(Extracted records)
········
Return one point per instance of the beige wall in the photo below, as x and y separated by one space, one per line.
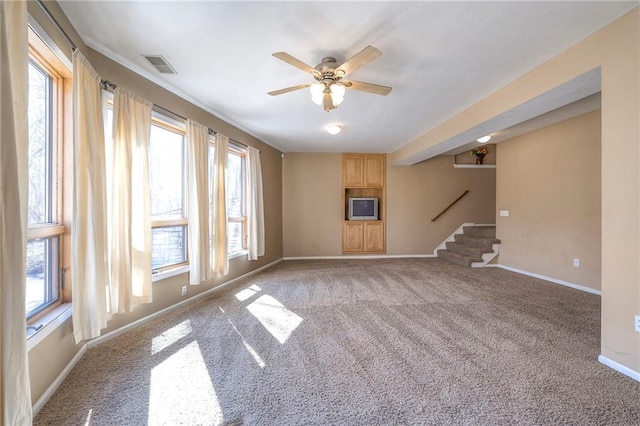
615 49
49 357
418 193
549 180
312 204
313 211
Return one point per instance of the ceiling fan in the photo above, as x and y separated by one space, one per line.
330 85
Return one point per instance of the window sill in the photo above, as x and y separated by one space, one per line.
238 254
49 323
170 273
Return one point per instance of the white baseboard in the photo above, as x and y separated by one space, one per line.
108 336
360 256
619 368
91 343
58 381
553 280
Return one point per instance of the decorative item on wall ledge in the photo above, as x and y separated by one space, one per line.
479 153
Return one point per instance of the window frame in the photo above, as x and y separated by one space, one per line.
167 123
58 158
241 151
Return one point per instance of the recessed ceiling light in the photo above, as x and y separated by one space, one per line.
334 129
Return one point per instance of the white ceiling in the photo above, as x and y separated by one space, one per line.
439 57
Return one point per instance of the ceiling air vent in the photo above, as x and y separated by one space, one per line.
160 63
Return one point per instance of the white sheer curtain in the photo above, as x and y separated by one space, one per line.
90 269
255 205
218 250
198 201
130 209
15 399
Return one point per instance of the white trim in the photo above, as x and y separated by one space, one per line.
474 166
170 273
108 336
46 38
91 343
553 280
619 368
359 256
58 381
49 323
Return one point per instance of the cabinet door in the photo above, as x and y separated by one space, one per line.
353 237
374 237
374 171
352 171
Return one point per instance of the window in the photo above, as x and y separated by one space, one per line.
235 190
49 93
167 180
167 174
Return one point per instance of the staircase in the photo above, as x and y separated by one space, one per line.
470 245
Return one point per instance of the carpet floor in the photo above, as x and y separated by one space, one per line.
358 342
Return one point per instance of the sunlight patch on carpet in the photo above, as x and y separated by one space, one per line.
256 357
88 421
275 317
169 337
181 388
247 293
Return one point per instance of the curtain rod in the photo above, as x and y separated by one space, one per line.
56 23
106 84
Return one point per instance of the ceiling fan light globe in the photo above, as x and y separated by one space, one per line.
316 89
334 129
337 90
337 100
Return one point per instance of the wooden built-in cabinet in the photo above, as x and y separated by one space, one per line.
363 175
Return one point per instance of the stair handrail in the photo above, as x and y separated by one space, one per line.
450 205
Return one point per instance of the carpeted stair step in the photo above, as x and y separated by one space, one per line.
470 247
486 231
457 258
467 250
474 241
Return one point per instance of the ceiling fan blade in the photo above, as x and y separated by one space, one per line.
283 56
361 58
376 89
288 89
328 102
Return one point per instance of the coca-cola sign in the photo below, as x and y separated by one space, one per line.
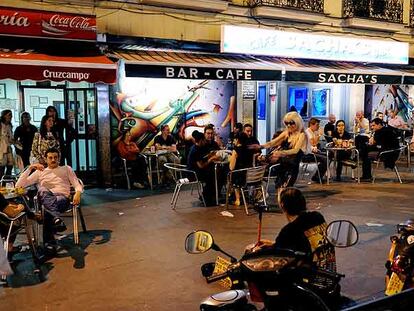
········
THE EXERCISE: Rewrite all of the data above, changing every "photo" to "image" and keeping everything else the same. Leave the pictures out of your answer.

ANSWER FOR THIS EXERCISE:
Return one point per instance of the beige wall in the image below, as x and y separated by one space, one per line.
615 49
49 357
418 193
549 180
312 204
313 211
Return one point per instance of the ceiling fan in the image above, as x and y separated by one space, one per line.
330 85
Return one point per instance of the window sill in the image above, as x and y separated by one space, one per line.
238 254
49 323
170 273
Return one point per instance of the white baseboard in the image above, as x and y separated by one space, one per line.
108 336
360 256
619 368
91 343
58 381
553 280
Return one point per instance of the decorative item on wall ledge in the image above, as x and y separated by one space, one per line.
479 153
Return one point per instance of the window frame in the image above, as x and y separated by one space, one per line.
167 123
58 158
241 151
Return one point per instance of the recessed ceiling light in the image above, as x and y separated by one space, one per line.
334 129
Return one point per instance of the white ceiling in the image above, as x and y separated by one space, one per line.
439 57
Return one point per instance of the ceiling air vent in the image above, as x and y separated by one space, one per line.
160 63
Return one point per instance of the white sheer curtain in the image above, as x and y separated by one space, one per line.
90 269
255 205
218 250
198 201
130 209
15 399
Return one point per instance of the white trim in the image above, as x and y separated by one space, one per line.
474 166
170 273
108 336
46 38
91 343
553 280
619 368
359 256
58 381
49 323
Return one point per instance of the cabinet door in the image above, as x and y separated by one space, one per line.
353 237
374 237
374 171
352 171
Return one point per instance of the window in the image above, as x and y separated by one space, one per line.
235 190
49 93
167 180
167 174
Return one point per instance of the staircase in the image above, as x and y separated by one space, one per line.
470 245
Return one point per instance of the carpet floor in the image above, as x and y separated by one space, one per line.
358 342
Return one point per instance of the sunlight patch on carpet in the image above, as x and y separated by one space, one per line.
256 357
88 421
275 317
169 337
181 388
247 293
Return one point per instance of the curtain rod in the image above, as x and y separated by one space, one per line.
56 23
106 84
Return one point per instance of the ceiling fan light globe in the image above, as x and y separated by one space, one per line.
316 89
334 129
337 90
337 100
Return one point per instance of the wooden built-in cabinet in the image above, as x and y separated by one space, one per line.
363 175
Return one point per instance of the stair handrail in the image above, as x and y separated by one space, one per line.
450 205
Return one point per instance of the carpeted stair step in the image above, as x and y separated by one space, one per line.
470 247
486 231
457 258
467 250
474 241
Return one point per instance of the ceiling fan blade in the image above, as x and y separated by one space, one per line.
283 56
361 58
376 89
288 89
328 102
Return one point per instance of the coca-cola sign in the image below, as x and y separated by one space, one per line.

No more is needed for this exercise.